EXERCISE DETAILS: Transcribe the tail of the listing: start at the line containing "point: closet opening" and stop after the last line, keeping every character as is and adding nothing.

Point placement records
--------

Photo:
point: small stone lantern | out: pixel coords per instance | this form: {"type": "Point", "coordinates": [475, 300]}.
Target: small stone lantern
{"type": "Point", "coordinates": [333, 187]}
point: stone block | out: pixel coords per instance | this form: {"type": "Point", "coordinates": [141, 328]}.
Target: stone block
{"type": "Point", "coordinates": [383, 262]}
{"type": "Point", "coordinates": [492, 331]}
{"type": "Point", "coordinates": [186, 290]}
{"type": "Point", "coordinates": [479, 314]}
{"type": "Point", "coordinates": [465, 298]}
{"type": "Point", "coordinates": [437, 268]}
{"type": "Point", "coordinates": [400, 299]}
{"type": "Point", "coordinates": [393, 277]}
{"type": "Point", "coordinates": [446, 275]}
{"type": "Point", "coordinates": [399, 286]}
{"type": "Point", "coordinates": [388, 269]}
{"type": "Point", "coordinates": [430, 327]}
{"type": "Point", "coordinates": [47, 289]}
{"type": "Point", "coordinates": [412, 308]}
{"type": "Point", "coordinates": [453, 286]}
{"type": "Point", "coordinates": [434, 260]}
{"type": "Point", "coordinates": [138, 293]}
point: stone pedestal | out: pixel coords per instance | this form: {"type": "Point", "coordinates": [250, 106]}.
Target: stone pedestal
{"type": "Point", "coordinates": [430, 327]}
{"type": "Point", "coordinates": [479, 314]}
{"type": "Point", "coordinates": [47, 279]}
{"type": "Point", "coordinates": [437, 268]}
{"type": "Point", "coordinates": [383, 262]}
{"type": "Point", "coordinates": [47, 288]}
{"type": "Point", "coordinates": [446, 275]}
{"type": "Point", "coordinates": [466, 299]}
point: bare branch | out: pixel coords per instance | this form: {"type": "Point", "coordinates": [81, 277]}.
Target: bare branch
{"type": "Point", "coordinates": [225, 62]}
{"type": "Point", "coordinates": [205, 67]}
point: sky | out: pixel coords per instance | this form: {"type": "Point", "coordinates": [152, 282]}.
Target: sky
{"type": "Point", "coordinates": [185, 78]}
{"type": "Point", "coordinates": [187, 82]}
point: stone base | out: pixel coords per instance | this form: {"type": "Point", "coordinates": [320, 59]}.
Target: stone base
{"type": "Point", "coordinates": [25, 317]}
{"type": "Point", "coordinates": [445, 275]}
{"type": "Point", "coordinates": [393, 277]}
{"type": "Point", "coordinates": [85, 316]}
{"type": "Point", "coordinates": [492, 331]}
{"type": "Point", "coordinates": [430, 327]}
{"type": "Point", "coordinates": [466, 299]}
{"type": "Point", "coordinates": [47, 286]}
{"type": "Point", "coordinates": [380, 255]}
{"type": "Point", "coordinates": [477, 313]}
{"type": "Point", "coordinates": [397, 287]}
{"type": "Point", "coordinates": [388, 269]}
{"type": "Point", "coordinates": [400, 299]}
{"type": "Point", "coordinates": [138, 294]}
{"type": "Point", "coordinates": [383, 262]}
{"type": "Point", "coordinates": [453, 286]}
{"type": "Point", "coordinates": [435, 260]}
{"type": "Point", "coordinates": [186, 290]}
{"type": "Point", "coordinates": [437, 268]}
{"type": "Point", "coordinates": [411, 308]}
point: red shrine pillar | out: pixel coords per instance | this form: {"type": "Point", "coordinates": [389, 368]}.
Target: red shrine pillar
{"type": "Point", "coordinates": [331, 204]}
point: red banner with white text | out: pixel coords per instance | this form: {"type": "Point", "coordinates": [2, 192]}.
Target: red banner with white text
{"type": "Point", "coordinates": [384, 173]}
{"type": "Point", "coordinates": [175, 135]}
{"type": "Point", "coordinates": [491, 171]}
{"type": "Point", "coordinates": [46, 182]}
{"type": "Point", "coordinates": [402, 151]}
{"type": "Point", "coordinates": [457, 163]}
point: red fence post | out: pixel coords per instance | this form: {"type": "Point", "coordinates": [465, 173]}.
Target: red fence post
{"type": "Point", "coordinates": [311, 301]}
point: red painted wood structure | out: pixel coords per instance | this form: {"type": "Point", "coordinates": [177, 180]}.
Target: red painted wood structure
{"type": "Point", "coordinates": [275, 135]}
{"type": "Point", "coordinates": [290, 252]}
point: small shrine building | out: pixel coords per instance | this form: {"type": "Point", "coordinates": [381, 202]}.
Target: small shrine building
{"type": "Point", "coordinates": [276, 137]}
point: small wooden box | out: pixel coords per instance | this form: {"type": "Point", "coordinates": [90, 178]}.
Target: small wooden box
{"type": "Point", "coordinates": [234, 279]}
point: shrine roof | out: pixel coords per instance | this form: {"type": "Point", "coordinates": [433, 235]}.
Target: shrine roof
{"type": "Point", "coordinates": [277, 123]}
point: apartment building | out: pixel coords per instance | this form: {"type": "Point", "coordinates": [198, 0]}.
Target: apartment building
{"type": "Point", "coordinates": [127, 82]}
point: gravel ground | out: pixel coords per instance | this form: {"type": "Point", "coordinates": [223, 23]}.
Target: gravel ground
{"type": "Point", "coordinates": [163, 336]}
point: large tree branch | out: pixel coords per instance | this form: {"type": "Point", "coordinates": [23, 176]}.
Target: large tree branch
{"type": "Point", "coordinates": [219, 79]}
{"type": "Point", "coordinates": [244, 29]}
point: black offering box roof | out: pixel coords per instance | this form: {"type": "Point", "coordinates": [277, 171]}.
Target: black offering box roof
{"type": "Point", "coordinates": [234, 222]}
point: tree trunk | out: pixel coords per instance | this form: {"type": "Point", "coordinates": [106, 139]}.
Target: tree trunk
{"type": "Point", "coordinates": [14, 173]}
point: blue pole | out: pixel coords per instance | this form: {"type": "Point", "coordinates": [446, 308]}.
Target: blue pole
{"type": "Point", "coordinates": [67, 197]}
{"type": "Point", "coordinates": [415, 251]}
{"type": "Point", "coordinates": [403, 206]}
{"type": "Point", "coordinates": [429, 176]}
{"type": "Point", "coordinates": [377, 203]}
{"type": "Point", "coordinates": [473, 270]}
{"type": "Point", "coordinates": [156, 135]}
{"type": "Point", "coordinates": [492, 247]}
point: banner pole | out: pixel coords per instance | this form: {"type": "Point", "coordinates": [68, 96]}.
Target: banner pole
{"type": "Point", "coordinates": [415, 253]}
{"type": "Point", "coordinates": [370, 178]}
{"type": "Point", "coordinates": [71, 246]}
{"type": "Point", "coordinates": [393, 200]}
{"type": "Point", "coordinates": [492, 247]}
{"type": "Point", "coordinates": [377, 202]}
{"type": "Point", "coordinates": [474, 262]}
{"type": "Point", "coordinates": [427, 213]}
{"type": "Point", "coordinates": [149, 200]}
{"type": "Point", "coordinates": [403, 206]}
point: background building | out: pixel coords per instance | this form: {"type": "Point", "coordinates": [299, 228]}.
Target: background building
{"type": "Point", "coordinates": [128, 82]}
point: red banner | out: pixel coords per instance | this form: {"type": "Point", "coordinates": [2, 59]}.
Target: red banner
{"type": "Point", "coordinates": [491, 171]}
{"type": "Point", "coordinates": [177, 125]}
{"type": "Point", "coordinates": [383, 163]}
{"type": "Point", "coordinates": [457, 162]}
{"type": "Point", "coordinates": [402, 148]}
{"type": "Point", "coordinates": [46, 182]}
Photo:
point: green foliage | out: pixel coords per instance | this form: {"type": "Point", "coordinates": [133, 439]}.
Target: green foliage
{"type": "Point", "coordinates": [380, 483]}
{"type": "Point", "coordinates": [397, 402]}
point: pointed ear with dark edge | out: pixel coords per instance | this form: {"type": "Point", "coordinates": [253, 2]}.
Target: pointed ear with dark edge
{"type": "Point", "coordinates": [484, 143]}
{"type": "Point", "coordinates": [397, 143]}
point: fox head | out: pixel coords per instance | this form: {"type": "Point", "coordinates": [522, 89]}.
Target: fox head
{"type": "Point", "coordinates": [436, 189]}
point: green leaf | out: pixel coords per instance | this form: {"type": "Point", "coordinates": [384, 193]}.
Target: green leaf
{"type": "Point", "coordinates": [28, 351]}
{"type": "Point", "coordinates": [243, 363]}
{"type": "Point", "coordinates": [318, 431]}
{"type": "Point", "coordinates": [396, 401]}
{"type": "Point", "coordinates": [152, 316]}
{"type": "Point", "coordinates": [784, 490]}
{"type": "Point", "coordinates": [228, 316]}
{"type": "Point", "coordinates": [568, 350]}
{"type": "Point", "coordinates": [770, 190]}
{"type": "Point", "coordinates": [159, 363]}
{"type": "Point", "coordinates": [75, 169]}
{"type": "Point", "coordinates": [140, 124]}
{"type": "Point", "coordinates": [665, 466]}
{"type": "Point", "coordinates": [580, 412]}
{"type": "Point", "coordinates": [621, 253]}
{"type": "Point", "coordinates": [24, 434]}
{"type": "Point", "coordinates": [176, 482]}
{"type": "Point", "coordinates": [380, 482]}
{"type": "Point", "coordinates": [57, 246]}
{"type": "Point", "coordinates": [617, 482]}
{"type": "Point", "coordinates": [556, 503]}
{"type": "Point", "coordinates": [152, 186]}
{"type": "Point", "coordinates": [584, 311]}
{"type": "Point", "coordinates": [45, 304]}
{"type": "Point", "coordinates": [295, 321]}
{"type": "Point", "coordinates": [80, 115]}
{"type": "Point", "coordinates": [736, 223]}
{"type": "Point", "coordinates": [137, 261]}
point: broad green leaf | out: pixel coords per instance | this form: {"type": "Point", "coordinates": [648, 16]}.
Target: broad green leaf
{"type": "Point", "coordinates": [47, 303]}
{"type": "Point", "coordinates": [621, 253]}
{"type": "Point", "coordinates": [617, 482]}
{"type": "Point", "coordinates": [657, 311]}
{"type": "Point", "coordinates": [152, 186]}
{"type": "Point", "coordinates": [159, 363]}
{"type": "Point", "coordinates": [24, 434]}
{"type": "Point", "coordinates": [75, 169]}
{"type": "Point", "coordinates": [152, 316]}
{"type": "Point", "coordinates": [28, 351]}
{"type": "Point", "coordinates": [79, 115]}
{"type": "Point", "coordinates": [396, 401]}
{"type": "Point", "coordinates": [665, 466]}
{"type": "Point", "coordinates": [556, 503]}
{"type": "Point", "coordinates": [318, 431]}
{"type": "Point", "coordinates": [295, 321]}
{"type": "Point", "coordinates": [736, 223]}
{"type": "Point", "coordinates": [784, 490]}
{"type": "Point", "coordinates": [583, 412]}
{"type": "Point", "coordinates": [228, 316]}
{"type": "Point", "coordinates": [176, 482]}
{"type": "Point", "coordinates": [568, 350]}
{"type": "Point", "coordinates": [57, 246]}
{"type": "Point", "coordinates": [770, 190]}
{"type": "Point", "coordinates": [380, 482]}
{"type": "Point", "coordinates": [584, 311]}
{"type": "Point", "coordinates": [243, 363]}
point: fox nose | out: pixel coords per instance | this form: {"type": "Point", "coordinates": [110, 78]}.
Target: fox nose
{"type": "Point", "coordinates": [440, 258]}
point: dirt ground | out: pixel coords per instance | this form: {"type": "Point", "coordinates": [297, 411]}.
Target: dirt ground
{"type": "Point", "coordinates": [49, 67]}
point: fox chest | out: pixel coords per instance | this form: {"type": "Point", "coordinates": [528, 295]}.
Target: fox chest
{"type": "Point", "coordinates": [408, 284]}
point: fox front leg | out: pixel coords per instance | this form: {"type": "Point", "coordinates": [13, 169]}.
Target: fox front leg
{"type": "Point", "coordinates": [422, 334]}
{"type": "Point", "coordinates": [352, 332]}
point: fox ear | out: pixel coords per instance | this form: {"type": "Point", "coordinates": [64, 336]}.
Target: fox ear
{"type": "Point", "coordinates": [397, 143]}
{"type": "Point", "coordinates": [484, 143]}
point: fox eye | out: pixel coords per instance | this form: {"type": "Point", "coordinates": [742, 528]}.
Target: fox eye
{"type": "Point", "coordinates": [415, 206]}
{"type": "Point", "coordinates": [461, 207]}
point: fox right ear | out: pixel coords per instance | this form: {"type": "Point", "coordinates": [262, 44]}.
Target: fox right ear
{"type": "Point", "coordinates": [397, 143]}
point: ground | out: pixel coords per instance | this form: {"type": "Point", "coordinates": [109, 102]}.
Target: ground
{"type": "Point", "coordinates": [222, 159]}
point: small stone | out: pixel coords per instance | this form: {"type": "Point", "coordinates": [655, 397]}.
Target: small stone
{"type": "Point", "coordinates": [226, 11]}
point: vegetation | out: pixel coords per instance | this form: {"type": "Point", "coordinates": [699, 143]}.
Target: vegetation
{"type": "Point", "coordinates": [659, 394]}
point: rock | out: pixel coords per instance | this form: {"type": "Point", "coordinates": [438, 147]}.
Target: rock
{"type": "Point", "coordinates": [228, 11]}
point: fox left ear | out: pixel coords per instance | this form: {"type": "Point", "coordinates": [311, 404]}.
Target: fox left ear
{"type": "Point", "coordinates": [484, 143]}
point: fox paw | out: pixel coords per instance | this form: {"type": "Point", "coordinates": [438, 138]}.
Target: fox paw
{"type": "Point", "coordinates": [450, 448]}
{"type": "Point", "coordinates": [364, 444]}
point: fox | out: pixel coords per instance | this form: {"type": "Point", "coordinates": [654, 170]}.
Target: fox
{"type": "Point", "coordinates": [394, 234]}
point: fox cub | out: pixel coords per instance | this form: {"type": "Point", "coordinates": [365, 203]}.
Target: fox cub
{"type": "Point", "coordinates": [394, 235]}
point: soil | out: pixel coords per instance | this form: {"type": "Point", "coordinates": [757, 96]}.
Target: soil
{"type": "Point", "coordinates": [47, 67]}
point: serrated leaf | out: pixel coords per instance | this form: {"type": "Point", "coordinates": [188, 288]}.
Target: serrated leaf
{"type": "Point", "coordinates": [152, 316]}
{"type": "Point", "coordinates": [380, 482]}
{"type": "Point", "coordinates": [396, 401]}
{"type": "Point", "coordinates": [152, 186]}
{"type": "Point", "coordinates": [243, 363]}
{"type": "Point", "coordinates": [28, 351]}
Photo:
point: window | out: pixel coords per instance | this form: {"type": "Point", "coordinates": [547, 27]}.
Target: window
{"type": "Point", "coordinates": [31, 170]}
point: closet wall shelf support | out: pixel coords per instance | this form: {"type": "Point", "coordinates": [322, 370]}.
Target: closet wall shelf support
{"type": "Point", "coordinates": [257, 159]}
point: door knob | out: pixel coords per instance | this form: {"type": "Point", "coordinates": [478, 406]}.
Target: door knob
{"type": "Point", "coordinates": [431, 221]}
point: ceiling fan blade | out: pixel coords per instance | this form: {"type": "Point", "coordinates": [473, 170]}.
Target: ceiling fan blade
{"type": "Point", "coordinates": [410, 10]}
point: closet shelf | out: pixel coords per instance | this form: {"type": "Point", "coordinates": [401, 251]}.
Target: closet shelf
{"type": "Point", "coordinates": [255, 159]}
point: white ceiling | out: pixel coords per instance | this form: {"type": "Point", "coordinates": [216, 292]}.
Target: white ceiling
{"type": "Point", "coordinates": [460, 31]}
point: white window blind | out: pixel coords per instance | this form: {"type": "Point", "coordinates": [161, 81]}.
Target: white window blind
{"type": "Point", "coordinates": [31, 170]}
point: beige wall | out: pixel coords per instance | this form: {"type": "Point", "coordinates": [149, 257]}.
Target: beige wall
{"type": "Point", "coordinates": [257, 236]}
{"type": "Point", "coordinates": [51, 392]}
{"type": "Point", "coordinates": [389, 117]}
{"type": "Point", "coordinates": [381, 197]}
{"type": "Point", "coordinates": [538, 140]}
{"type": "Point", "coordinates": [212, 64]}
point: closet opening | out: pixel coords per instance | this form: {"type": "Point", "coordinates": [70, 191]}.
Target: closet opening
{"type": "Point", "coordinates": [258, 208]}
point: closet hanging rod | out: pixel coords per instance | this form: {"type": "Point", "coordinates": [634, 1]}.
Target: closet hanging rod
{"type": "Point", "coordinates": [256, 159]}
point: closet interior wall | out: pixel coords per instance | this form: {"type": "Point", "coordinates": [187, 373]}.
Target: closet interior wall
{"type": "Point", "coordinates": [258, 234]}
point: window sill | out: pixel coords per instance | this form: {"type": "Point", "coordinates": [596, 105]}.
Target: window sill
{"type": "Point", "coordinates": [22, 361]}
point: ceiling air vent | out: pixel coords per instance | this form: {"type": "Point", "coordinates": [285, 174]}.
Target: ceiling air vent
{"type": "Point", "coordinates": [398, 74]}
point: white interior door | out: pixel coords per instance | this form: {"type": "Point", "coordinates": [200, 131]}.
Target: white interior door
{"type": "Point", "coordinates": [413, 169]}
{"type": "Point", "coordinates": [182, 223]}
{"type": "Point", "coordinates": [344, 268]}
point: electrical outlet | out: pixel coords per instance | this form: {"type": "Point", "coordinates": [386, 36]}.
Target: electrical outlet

--------

RESULT OF THIS EXERCISE:
point: closet opening | out: pixel coords per instance | this form: {"type": "Point", "coordinates": [70, 191]}.
Target: closet opening
{"type": "Point", "coordinates": [258, 208]}
point: closet hanging rod | out: pixel coords per instance | this form: {"type": "Point", "coordinates": [634, 1]}.
Target: closet hanging rod
{"type": "Point", "coordinates": [256, 159]}
point: closet interior wall | out: pixel coords per instance | this form: {"type": "Point", "coordinates": [187, 373]}.
Target: closet interior wall
{"type": "Point", "coordinates": [258, 234]}
point: window sill | out: pixel coords per instance | this form: {"type": "Point", "coordinates": [596, 105]}.
Target: window sill
{"type": "Point", "coordinates": [22, 361]}
point: ceiling air vent | out: pixel coords per instance | this form: {"type": "Point", "coordinates": [285, 174]}.
Target: ceiling air vent
{"type": "Point", "coordinates": [398, 74]}
point: white interior door | out: pixel coords per instance | this form: {"type": "Point", "coordinates": [200, 131]}.
Target: white interior door
{"type": "Point", "coordinates": [413, 169]}
{"type": "Point", "coordinates": [182, 223]}
{"type": "Point", "coordinates": [344, 268]}
point: electrical outlet | out: pixel coords per instance | this form: {"type": "Point", "coordinates": [386, 36]}.
Target: electrical outlet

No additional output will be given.